- _Problem description_
Count the lines below that contain the string "rough", and reply with the number alone.

—————

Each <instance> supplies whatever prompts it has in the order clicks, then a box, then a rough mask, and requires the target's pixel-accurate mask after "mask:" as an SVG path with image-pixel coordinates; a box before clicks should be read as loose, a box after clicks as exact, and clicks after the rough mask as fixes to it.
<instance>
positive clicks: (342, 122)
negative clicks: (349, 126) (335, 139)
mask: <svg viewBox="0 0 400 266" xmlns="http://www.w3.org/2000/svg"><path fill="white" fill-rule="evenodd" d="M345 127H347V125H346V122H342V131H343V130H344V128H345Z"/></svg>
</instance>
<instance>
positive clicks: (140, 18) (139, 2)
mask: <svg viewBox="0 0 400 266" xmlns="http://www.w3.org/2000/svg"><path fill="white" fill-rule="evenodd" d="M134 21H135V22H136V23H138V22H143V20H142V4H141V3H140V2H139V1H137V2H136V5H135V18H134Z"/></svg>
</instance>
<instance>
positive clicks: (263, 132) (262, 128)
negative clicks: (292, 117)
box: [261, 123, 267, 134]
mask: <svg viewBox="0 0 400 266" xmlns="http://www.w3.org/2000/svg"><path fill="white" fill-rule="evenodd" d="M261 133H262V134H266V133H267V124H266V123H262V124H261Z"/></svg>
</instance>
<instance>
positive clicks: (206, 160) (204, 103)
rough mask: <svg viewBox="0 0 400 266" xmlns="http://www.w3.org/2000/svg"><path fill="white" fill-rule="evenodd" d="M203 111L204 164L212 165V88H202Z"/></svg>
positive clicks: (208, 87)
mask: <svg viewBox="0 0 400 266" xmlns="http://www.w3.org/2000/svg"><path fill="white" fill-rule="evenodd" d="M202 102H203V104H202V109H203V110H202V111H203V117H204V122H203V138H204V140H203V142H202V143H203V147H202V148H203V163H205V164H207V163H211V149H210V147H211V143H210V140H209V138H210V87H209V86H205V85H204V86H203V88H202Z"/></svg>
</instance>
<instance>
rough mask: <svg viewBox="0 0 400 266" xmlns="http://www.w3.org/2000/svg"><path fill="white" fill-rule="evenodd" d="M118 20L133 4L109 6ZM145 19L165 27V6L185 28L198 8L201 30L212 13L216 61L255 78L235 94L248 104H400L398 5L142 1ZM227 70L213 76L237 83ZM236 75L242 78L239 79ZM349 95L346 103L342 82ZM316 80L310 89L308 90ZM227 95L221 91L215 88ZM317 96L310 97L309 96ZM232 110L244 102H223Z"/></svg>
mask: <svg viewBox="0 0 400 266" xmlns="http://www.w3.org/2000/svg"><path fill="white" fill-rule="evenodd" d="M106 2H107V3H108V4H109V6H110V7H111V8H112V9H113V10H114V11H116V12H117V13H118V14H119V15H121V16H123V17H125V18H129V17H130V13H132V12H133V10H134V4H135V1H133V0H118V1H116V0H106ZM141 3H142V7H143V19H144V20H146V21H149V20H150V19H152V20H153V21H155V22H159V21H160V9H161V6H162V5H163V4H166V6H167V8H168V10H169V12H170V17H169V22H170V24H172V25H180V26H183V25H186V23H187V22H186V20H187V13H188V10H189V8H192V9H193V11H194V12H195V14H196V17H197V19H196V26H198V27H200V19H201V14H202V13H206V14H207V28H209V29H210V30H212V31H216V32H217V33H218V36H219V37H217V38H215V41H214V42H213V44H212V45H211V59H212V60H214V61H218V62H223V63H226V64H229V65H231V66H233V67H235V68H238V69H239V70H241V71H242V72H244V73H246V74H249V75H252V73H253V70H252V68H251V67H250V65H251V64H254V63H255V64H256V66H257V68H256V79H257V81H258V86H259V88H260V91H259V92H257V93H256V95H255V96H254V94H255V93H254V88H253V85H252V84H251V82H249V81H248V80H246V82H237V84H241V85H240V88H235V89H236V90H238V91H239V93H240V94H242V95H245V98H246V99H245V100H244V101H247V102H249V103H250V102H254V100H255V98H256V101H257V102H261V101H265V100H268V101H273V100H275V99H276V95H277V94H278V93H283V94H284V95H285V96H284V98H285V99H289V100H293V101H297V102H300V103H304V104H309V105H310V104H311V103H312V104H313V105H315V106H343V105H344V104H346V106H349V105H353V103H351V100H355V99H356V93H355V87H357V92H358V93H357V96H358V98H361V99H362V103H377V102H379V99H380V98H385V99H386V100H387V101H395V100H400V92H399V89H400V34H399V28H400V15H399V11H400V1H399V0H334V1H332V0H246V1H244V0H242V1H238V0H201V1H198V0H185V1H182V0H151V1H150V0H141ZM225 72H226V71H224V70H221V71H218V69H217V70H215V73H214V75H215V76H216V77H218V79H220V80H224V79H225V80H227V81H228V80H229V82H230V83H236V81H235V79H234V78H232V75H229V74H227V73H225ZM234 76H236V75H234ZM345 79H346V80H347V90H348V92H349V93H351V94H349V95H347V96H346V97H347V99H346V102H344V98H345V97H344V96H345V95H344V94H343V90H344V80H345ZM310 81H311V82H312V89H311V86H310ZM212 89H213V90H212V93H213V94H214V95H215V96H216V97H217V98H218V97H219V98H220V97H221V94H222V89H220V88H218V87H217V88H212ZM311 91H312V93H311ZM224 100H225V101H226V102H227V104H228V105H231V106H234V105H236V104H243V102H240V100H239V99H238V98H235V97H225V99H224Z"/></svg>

—————

- _Written response_
3